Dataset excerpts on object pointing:
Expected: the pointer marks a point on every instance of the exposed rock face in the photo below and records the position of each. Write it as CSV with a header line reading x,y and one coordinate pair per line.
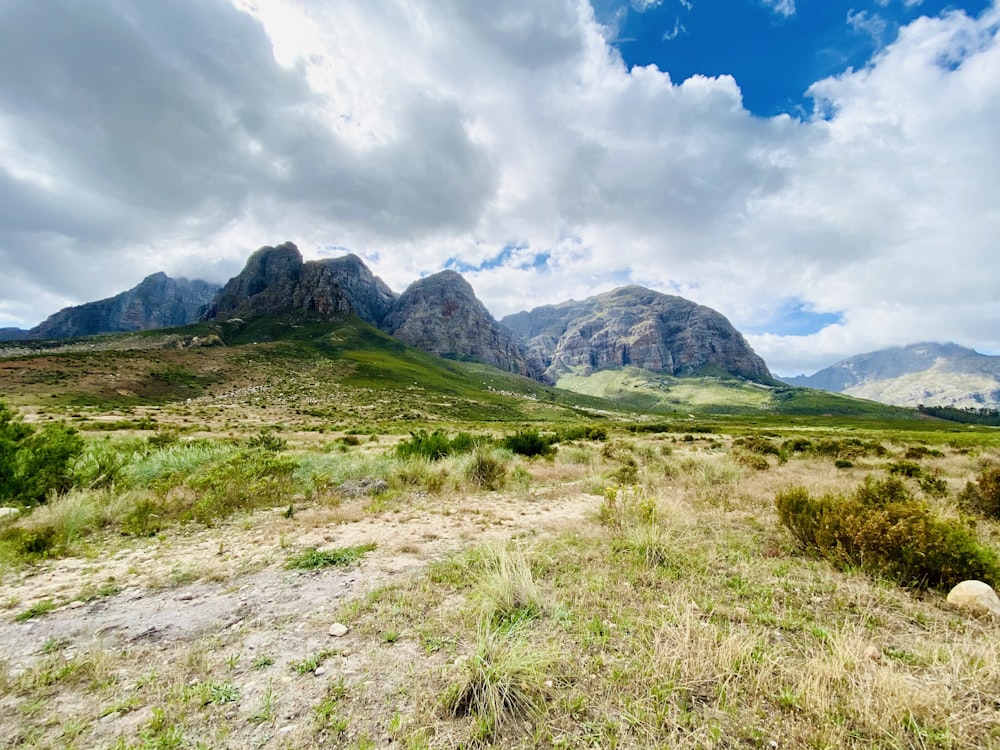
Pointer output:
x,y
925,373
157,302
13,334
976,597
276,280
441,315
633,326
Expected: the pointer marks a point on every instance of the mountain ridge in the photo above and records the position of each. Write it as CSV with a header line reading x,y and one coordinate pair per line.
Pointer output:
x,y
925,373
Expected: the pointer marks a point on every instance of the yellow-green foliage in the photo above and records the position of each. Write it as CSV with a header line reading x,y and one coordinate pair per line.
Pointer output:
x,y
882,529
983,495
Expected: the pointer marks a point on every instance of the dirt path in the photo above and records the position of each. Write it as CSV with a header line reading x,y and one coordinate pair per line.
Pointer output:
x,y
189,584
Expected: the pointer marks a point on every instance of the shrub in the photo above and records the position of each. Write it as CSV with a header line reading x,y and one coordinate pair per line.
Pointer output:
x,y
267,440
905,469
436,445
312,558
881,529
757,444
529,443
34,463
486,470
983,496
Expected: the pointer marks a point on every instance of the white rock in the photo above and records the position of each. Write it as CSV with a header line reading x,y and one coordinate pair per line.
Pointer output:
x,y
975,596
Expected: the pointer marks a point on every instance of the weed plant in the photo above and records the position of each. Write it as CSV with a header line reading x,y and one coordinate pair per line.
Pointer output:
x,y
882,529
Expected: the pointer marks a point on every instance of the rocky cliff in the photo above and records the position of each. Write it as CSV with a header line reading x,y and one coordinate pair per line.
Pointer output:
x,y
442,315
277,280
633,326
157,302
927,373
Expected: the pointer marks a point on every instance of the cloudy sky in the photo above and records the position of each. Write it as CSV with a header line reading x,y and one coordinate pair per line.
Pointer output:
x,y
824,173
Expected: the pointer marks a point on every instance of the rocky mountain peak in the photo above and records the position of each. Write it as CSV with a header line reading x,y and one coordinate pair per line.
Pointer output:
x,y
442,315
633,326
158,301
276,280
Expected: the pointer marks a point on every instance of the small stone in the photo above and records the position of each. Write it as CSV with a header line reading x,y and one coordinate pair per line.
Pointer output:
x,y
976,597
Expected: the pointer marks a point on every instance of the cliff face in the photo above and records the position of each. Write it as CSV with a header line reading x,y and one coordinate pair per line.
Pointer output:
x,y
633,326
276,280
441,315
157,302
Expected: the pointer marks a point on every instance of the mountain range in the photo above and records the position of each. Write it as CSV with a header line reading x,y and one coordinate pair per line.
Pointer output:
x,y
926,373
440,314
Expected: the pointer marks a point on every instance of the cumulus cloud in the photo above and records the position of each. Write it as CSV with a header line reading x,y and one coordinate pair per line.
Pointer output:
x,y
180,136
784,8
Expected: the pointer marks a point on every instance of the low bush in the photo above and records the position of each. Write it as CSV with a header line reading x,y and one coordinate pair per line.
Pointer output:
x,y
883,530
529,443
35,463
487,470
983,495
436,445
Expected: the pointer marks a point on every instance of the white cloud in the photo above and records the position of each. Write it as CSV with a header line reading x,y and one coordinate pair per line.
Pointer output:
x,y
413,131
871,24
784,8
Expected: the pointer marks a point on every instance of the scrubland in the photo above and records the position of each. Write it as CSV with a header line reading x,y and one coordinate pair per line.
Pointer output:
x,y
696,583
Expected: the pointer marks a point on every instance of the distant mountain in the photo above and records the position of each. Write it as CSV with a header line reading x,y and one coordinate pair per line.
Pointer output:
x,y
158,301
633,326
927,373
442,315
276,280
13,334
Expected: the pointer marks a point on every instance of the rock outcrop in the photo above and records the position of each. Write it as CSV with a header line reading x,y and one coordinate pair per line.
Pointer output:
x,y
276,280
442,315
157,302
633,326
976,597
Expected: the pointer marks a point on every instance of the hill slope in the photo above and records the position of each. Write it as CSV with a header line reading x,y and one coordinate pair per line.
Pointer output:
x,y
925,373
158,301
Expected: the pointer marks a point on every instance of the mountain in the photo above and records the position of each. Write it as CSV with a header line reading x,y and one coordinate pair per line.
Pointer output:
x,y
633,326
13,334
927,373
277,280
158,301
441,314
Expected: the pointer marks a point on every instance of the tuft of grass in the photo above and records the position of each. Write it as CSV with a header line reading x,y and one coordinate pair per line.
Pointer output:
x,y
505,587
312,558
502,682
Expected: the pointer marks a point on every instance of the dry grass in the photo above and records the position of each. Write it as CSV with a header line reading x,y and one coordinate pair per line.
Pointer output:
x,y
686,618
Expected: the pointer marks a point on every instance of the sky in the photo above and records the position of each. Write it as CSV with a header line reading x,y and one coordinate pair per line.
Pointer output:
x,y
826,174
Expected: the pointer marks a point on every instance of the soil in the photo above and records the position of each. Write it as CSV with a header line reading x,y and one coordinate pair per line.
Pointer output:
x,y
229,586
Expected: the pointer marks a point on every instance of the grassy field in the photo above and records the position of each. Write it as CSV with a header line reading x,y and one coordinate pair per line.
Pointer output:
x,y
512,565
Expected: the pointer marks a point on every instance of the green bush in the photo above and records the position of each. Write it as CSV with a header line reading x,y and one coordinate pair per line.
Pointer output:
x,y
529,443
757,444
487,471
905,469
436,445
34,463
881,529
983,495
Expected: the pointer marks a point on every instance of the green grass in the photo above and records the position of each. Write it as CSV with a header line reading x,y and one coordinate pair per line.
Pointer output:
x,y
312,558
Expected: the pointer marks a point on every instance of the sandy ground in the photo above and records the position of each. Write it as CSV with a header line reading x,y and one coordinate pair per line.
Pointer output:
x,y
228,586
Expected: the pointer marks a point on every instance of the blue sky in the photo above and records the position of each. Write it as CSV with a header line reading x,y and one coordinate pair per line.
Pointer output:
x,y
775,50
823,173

What to do:
Without including any pictures, print all of the material exactly as given.

Task output:
Expected: the pointer marks a point on every instance of the exposed rock face in the photo below and records the position of each. Write it as CSV with a header line reading x,y and one coordinate pair per line.
Pointer output:
x,y
925,373
157,302
13,334
976,597
276,280
441,315
633,326
Expected: the pointer marks a point on every instance of the mountain ridge in the photo above and records the position of each. Write it as CSV with a header line reading x,y and one coordinate pair per line.
Pointer output:
x,y
925,373
Expected: the pointer marks a point on every instance of the yellow-green foliage in the photo above and records the position of each. Write it as CSV with a header line reading x,y and one coordinate pair per line.
Pointer output:
x,y
882,529
983,495
Expected: the pointer marks a point on every instance of the dirt path in the photo above and records the position of each. Write it as CSV with a header line reading x,y and one coordinate pair per line.
Pointer output:
x,y
189,584
Expected: the pointer marks a point on every instance of the shrub in the photo above and records the position of each. Write it as CSV with a header line reading x,y and one coordinate pair per line.
Pointer output:
x,y
267,440
905,469
436,445
312,558
881,529
757,444
529,443
34,463
486,470
983,496
Expected: the pointer marks a point on every instance of the white rock in the photo above and records the position of each. Write it as CSV with a header line reading x,y and one coordinate pair per line.
Pointer output:
x,y
975,596
Expected: the pointer marks a point on every instance of the weed plant in the photo above and records the position of each. Write it as CSV with a header line reading x,y and one coordinate pair per line.
Pointer output:
x,y
882,529
Expected: the pointer marks a point on every instance of the rocky cliff in the photo above and records the position of each. Write it as CSV with a header line reading x,y and one coordinate pair per line.
Pointer output:
x,y
442,315
277,280
633,326
157,302
927,373
Expected: the pointer marks a point on every instance of the cloudy sky in the photo above and records the position of each. Write it as CSV with a header line reading x,y and one coordinate pair per line.
Pointer output:
x,y
824,173
Expected: the pointer marks a point on every instance of the rocky mountain peak in the photo above and records the position of each. Write it as CSV with a header line reading x,y and one coordinate pair per line.
Pointer output:
x,y
442,315
633,326
158,301
276,280
Expected: the pointer marks a point on every instance of the small stone in the photo above and records the position of each. Write it as CSV with a header line reading x,y and one coordinate pair per line.
Pointer output:
x,y
976,597
Expected: the pointer marks a point on every instance of the cliff face in the photo above and records the position of each. Write it as CSV with a header line reading x,y and one coordinate pair per line.
Pointer output:
x,y
633,326
276,280
441,315
157,302
Expected: the pointer marks a point on every instance of the mountain range in the photo above and records the position of each. Write it as CSV with a header line reading x,y and one coordinate pair per line.
Pointer output:
x,y
926,373
440,314
Expected: the pointer marks a point on every instance of the cumulus cloud in the photo above and records the position of each. Write it as CSV with a header line reading x,y and one coordinate pair per line.
Pointer output:
x,y
180,136
784,8
Expected: the pointer marks a point on every instance of the low bush in the photo above and records the position of each. Write it as CSV with a header line reading x,y and one coordinate pair per line.
Pointer output:
x,y
883,530
529,443
35,463
487,470
983,495
436,445
Expected: the pointer marks a point on every instance of the white cloud in the photo above and records the position of each. Write it as CSV with a header line reading x,y and one coordinate pair per line.
Pointer output:
x,y
413,131
871,24
784,8
Expected: the pointer marks a point on every instance of the scrubland in the photo above and records the position of each. Write it as CSV with a header line reading x,y and one coordinate pair per line.
Pointer output:
x,y
696,583
Expected: the pointer marks a point on every instance of the distant mountain in the photo above and records the position of each. Write it as CSV with a header line reading x,y and one coordinate pair per line.
Pointer output:
x,y
158,301
633,326
927,373
442,315
276,280
13,334
Expected: the pointer marks a point on every instance of the rock outcrop in the photo above and records the position of each. Write it as CSV with a header line reading x,y and one coordinate pair per line.
Pointer output:
x,y
276,280
442,315
157,302
633,326
976,597
Expected: the pointer marks a point on every instance of the hill slope in the photo above and records the position of each. Write it as CSV with a header line reading x,y and one coordinate pair per line.
Pointer output:
x,y
925,373
158,301
Expected: the pointer marks a point on every instance of the mountain in the photo above and records the position of each. Write it as CSV with a header line reading x,y and one coordinate pair per line.
Pointer output:
x,y
633,326
13,334
927,373
277,280
158,301
441,314
Expected: the pointer marks a point on every instance of the tuft of grass in the photo above and records the position of each. Write it as CSV with a header line reading x,y and one coordinate pair per line.
Pointer output:
x,y
505,587
312,558
502,682
Expected: the pointer marks a point on every instance of the dry grass in the photo above and records the position of each. Write it as CSV with a header line reading x,y and one coordinate pair per line.
Pointer output:
x,y
686,618
Expected: the pointer marks a point on every instance of the sky in the photo above and records the position of each. Write it as CSV with a header line reading x,y and one coordinate pair per line.
Pointer output:
x,y
826,174
Expected: the pointer marks a point on every instance of the soil in the photo above and records the position of each. Write it as CSV with a header line reading x,y and one coordinate pair per line.
Pointer output:
x,y
229,586
Expected: the pointer marks a point on every instance of the grassy field in the photo above and records the position of each. Write it as CSV with a header line reading x,y and one coordinate pair per line.
Pointer output:
x,y
512,565
Expected: the pointer marks a point on every instance of the green bush in the photo above and records the position of each. Write it as CSV with a header line reading x,y and one coordinate pair per line.
Pointer output:
x,y
529,443
757,444
487,471
905,469
436,445
34,463
881,529
983,495
Expected: the pointer marks a point on every instance of the green grass in the photo above and records the position of each. Write it as CSV with a header line reading x,y and one coordinate pair per line.
Pointer output:
x,y
312,558
Expected: the pointer marks a point on every instance of the sandy ground in the photo above and records the position of each. Write it as CSV with a header line reading x,y and one coordinate pair per line.
Pointer output:
x,y
228,586
Expected: the pointer marks a point on every instance of the blue sky in the photo above and records the position of each. Write it as CSV with a header line reading x,y and one coordinate pair per line.
Pointer output:
x,y
775,50
823,173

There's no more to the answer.